> Stated problem: Convert the listing below into a two-column CSV with the headers "prompt" and "points," one row per request, putting the request text and its answer each in a single quoted field with line breaks replaced by spaces. Omit the images.

> Dataset records:
★ ★ ★ ★

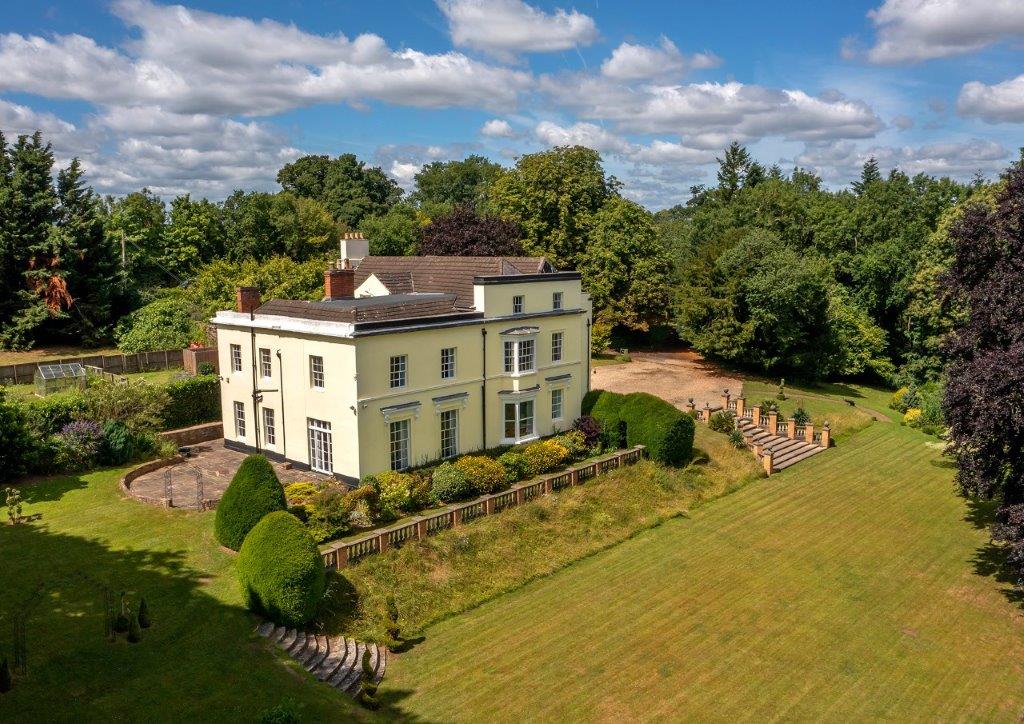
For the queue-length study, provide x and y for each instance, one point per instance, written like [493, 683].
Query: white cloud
[910, 31]
[505, 28]
[1001, 102]
[194, 61]
[631, 61]
[588, 134]
[498, 128]
[842, 161]
[709, 115]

★ ★ ★ ★

> Output of the task:
prompt,points
"For the queue-length study, provide x and y for each instance, one point per instance, written like [493, 683]. Query: white cloud","[910, 31] [505, 28] [1001, 102] [194, 61] [631, 61] [588, 134] [498, 128] [842, 161] [709, 115]"